**Source extract**.
Or Revisiting Roy Peter Clark’s Essay with My Students
Two weeks ago, after my students read Roy Peter Clark’s essay “I Won’t Use Writing as Punishment, I Won’t . . . ,” I asked them to compose responses to his claim that “writing as punishment is still with us” (4). I admit I doubted its relevance; Clark wrote the essay years ago, “more than 20,” he observes in the author’s note in our textbook, adding that he wishes “it was too old-fashioned or obsolete to reprint” (4).
Maybe Clark’s essay was too old-fashioned or obsolete, I thought. I certainly didn’t expect the majority of my students to recount stories of writing as punishment. But they did. Most had their own stories; others recalled instances of classmates forced to put pen to paper in detention hall.

**Data section**.
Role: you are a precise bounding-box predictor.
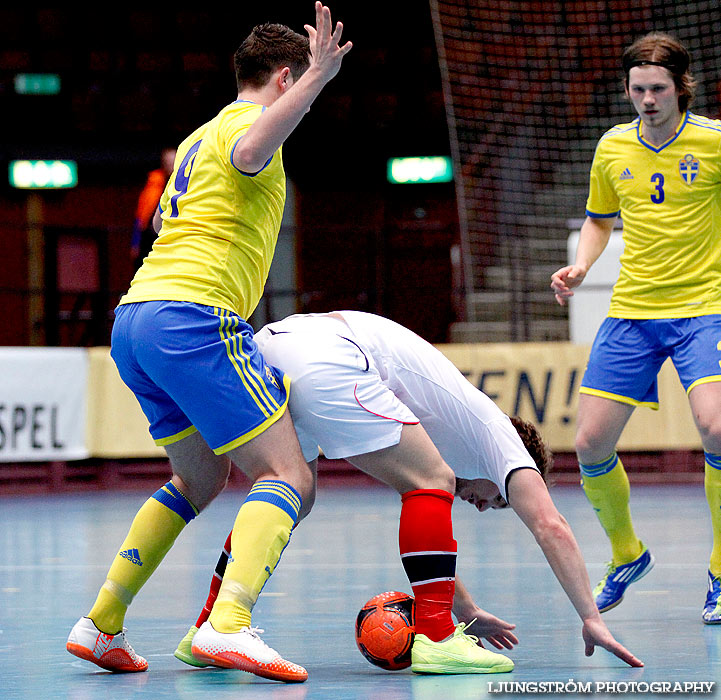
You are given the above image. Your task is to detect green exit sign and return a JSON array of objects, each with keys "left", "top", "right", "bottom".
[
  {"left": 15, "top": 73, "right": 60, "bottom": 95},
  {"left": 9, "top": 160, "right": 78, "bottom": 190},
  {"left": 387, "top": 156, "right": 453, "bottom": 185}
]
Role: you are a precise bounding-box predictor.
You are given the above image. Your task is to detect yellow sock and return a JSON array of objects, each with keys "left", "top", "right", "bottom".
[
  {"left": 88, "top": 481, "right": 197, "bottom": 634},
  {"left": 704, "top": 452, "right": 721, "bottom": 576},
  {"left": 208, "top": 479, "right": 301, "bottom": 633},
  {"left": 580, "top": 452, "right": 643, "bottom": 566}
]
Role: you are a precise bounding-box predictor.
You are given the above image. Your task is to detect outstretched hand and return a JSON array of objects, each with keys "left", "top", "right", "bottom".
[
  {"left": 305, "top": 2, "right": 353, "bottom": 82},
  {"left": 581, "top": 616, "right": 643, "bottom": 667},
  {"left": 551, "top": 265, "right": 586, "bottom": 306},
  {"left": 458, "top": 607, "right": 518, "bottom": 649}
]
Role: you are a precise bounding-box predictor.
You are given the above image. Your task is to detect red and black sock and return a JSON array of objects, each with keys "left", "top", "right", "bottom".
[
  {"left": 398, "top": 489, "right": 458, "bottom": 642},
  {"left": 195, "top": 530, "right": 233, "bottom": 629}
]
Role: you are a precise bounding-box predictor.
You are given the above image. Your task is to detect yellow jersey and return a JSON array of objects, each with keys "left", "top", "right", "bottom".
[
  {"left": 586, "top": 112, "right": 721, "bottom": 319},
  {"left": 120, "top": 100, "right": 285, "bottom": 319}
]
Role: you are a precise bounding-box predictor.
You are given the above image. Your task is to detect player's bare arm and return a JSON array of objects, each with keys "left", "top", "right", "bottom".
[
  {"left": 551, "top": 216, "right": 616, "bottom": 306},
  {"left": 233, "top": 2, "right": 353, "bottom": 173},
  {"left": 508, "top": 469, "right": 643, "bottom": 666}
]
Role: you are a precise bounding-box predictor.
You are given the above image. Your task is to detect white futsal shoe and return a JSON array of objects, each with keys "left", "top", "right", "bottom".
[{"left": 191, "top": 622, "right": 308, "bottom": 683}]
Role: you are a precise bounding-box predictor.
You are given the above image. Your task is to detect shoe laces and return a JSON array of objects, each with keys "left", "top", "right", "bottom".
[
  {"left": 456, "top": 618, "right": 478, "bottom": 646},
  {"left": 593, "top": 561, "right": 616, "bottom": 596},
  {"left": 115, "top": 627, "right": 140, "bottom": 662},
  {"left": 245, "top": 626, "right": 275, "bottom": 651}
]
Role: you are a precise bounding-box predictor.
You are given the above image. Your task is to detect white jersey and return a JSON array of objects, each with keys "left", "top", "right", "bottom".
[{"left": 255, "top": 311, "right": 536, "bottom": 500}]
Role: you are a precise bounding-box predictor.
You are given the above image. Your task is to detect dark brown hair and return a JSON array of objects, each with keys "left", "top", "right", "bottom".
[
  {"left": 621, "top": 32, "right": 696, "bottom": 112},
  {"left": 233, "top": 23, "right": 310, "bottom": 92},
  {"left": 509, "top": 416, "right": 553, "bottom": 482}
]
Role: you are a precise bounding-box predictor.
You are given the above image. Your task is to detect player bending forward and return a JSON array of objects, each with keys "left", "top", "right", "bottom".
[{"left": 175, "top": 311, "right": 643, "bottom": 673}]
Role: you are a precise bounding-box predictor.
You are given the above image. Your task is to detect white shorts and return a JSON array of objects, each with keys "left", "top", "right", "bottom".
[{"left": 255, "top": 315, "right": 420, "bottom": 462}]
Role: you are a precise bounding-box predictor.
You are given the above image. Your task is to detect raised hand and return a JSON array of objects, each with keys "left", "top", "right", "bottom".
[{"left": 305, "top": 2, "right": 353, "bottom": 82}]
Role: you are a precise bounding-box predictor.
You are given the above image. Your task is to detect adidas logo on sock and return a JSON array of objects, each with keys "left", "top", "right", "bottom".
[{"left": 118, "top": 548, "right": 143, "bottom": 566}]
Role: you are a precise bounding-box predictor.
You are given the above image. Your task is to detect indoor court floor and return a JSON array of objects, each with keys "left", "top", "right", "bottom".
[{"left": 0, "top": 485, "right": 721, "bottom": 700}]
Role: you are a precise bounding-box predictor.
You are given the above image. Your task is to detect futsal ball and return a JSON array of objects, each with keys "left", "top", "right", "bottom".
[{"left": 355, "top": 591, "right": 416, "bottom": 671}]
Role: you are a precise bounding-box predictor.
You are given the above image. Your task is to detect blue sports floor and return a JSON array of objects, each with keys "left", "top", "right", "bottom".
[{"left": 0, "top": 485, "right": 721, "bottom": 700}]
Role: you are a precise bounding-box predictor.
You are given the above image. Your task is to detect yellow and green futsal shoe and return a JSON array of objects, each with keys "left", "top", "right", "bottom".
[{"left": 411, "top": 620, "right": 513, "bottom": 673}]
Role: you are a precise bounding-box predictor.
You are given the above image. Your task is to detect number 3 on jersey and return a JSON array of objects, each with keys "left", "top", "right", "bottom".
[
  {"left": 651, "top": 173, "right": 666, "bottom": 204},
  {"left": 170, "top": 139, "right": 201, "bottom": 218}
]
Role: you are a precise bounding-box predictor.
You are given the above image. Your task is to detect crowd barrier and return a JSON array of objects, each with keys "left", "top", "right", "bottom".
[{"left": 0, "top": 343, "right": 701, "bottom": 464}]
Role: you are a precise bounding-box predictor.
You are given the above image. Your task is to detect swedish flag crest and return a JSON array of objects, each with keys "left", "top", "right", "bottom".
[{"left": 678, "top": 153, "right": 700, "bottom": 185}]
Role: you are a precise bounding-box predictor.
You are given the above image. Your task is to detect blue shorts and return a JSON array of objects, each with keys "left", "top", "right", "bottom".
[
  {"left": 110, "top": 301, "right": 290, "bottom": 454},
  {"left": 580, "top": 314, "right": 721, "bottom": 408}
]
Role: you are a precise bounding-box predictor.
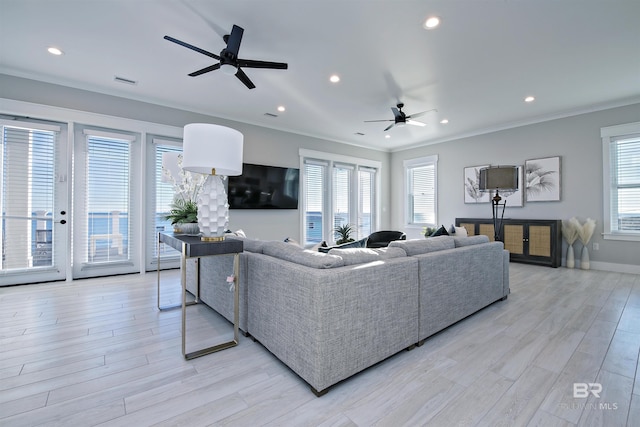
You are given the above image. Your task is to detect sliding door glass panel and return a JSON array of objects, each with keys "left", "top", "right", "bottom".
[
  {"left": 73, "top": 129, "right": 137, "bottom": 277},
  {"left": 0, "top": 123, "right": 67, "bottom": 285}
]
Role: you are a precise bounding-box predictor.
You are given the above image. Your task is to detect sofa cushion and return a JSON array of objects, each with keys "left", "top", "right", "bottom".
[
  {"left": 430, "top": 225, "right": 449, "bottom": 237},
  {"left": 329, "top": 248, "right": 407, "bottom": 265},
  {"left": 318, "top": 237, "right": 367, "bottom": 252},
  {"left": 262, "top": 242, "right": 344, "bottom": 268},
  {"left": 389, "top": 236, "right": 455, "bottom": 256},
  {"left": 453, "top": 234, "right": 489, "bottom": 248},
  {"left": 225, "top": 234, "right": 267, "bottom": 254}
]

--

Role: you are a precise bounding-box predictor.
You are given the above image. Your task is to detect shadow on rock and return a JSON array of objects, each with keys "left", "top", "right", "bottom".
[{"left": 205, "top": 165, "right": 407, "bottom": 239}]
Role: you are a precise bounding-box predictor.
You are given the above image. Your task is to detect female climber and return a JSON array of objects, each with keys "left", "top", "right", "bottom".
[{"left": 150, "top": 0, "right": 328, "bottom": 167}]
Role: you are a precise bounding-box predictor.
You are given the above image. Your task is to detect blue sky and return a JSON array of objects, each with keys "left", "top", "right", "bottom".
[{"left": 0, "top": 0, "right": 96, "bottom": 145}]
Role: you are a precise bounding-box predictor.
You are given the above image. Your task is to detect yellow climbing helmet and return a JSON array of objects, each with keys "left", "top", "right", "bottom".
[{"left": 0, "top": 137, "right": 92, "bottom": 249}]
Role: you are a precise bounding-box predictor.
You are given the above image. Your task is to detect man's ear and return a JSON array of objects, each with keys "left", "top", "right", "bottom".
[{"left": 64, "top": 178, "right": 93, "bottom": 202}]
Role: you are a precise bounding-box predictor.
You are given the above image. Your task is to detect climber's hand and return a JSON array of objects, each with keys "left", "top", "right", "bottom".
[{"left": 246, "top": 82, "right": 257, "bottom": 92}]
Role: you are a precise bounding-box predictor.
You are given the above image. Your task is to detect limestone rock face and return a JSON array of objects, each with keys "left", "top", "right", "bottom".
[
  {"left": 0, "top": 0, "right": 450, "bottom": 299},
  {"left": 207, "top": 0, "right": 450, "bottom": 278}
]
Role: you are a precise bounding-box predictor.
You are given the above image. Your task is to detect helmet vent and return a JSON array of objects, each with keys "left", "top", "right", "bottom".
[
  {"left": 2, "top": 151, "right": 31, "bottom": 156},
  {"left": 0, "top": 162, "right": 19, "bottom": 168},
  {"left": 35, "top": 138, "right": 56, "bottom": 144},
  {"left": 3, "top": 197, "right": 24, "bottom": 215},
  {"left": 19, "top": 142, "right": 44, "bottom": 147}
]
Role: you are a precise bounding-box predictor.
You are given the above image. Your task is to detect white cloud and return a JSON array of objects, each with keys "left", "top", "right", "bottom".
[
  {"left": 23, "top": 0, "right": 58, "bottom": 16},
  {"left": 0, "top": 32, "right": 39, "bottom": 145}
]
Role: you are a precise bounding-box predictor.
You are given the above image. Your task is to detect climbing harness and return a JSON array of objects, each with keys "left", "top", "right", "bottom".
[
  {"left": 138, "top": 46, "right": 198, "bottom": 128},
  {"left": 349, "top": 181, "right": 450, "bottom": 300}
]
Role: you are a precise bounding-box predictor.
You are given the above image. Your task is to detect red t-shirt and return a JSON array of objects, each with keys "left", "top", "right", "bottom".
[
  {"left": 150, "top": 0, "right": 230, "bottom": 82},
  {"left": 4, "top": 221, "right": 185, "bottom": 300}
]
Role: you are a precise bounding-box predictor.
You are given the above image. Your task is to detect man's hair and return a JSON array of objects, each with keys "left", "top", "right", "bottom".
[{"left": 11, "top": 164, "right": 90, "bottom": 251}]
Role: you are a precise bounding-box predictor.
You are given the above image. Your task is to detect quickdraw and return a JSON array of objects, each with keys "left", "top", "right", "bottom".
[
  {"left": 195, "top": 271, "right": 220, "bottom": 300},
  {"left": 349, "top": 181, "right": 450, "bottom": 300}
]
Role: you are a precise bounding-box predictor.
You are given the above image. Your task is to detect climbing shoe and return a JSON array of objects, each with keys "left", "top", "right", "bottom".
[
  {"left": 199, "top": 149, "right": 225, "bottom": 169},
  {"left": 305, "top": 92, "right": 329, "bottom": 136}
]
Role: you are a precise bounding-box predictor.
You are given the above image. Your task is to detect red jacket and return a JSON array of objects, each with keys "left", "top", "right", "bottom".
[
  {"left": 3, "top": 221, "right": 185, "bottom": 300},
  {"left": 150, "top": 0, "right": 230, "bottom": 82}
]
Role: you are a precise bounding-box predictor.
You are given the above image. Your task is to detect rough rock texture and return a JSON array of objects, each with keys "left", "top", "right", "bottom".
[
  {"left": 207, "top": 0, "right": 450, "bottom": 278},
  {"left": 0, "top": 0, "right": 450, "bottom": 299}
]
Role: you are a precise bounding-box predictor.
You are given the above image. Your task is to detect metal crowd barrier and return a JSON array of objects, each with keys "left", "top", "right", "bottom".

* * *

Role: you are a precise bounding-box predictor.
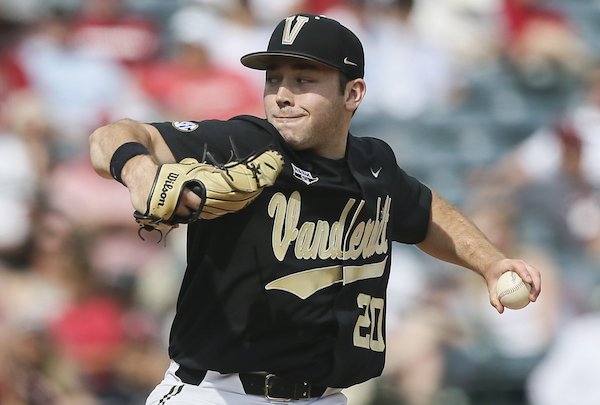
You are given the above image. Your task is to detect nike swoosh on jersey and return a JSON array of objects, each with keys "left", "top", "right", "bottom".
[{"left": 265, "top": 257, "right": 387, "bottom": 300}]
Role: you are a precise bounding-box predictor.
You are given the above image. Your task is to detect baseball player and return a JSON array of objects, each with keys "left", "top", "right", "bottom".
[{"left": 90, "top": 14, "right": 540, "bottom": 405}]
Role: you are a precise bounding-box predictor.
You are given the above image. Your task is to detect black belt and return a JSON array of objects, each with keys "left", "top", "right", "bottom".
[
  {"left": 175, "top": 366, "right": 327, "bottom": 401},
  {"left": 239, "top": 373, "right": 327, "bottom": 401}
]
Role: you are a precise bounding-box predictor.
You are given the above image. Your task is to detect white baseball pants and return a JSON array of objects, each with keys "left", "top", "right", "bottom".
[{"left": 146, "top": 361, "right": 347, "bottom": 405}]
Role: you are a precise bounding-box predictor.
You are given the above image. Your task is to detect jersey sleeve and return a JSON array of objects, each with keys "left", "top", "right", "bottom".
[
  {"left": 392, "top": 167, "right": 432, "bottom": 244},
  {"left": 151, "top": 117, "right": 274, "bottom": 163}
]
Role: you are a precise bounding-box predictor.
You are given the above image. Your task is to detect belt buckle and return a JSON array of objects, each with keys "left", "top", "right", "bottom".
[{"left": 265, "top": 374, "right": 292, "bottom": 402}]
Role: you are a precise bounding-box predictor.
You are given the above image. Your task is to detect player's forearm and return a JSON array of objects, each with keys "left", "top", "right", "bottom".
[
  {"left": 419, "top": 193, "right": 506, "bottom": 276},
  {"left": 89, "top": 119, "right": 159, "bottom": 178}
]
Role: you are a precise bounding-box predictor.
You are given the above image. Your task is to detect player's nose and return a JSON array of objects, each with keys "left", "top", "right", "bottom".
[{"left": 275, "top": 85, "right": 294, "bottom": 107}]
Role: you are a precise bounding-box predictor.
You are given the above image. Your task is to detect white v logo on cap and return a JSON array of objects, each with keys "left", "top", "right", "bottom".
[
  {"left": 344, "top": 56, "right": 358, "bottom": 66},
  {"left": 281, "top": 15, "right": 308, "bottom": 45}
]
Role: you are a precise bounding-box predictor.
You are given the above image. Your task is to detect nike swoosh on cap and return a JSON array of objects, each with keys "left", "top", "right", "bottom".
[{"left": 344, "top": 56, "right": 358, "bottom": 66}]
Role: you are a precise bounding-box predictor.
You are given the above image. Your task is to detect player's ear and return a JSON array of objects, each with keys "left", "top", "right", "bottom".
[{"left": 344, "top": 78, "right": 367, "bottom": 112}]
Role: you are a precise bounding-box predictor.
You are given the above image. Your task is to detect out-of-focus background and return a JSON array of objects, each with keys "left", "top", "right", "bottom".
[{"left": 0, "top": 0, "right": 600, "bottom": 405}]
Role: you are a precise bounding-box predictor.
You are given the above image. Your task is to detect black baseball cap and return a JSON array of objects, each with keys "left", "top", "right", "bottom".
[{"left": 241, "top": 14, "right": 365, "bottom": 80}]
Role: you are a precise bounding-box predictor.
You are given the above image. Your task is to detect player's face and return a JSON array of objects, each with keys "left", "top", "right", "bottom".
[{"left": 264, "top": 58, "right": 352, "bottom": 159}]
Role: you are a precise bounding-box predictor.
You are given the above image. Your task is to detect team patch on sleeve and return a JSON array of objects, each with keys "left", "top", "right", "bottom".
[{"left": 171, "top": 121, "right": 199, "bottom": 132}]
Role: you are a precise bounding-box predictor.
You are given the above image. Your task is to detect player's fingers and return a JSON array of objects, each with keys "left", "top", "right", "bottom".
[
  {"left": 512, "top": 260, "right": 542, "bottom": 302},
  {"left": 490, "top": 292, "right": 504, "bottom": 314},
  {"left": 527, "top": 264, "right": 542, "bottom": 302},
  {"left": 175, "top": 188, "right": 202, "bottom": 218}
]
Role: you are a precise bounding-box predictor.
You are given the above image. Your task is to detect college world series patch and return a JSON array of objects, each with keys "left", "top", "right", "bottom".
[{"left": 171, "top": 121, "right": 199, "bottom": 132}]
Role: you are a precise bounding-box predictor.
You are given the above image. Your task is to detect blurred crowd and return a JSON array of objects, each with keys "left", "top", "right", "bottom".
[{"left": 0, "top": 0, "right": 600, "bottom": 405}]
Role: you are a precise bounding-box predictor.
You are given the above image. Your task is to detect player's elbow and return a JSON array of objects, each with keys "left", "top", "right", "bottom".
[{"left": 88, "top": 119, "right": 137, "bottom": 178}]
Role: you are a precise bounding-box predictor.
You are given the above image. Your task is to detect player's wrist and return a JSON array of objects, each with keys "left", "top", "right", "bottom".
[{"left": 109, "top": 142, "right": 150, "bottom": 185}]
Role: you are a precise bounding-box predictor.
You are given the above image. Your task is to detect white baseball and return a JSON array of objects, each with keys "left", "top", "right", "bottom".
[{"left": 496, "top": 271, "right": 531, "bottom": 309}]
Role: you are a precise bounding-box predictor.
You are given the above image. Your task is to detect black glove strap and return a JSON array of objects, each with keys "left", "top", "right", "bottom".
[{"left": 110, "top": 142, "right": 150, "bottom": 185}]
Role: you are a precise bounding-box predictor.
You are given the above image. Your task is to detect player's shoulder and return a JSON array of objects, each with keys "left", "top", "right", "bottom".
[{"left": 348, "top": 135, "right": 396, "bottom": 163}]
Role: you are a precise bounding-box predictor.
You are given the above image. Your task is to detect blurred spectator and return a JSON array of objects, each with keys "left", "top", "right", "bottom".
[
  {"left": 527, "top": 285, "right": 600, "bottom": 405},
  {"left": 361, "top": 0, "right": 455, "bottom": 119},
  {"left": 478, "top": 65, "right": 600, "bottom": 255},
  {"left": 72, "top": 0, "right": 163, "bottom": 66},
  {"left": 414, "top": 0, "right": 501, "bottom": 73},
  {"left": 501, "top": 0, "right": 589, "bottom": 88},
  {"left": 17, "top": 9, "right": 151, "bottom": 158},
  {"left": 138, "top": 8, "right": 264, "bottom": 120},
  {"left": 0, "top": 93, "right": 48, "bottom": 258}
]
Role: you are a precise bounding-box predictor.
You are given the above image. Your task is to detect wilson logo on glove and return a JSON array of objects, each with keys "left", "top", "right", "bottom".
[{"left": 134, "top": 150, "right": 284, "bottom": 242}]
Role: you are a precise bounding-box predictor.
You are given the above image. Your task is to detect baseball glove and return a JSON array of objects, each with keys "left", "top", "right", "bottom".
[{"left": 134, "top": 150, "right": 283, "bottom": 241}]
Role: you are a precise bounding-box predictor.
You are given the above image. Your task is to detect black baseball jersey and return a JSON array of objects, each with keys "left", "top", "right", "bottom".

**Aim 1**.
In the reflection on Roy Peter Clark's essay, how long ago does Clark say in his author's note that he wrote the essay?
**Aim 2**.
Reproduce the passage of the reflection on Roy Peter Clark's essay that opens with the words containing "Or Revisiting Roy" and closes with "in detention hall.".
**Aim 3**.
Extend the reflection on Roy Peter Clark's essay, picking up right after its final sentence.

**Output 1**.
More than 20 years ago.

**Output 2**.
Or Revisiting Roy Peter Clark’s Essay with My Students
Two weeks ago, after my students read Roy Peter Clark’s essay “I Won’t Use Writing as Punishment, I Won’t . . . ,” I asked them to compose responses to his claim that “writing as punishment is still with us” (4). I admit I doubted its relevance; Clark wrote the essay years ago, “more than 20,” he observes in the author’s note in our textbook, adding that he wishes “it was too old-fashioned or obsolete to reprint” (4).
Maybe Clark’s essay was too old-fashioned or obsolete, I thought. I certainly didn’t expect the majority of my students to recount stories of writing as punishment. But they did. Most had their own stories; others recalled instances of classmates forced to put pen to paper in detention hall.

**Output 3**.
I’ve been thinking about all those stories, ones of sentences starting with the words “I will not . . . ,” others of dictionary entries, textbook chapters, and Bible verses—yes, Bible verses—copied longhand for various offenses. Sometimes rather than copying someone else’s sentences, students were required to compose their own. Showing up for school with facial hair landed one student the assignment of writing an essay extolling the importance of being clean-shaven (as the school handbook required). Others had to explain in writing why they were repeatedly tardy. Some recalled the assignment of writing letters of apology addressed to teachers whom they or other students had treated disrespectfully. Just what they did to the teachers, I don’t know. (Details, like batteries, not included.)
I suppose, at least, that writing those letters of apology proved more instructive than writing one-hundred times, “I will not dis’ the teacher.” Still, the act of copying a sentence, not to present as your own–I would hardly advocate plagiarism—but to recreate its rhythm with your own hand can be a vital exercise. (That’s one reason I require students to write quotations in their journals, and I do in mine.) But if students have copied sentences as punishment, it may be hard for them to see the act of transcription as anything other than punishment. And writing their own words may seem punitive, too, if they’ve been sentenced to write letters and essays in the service of explanations and apologies.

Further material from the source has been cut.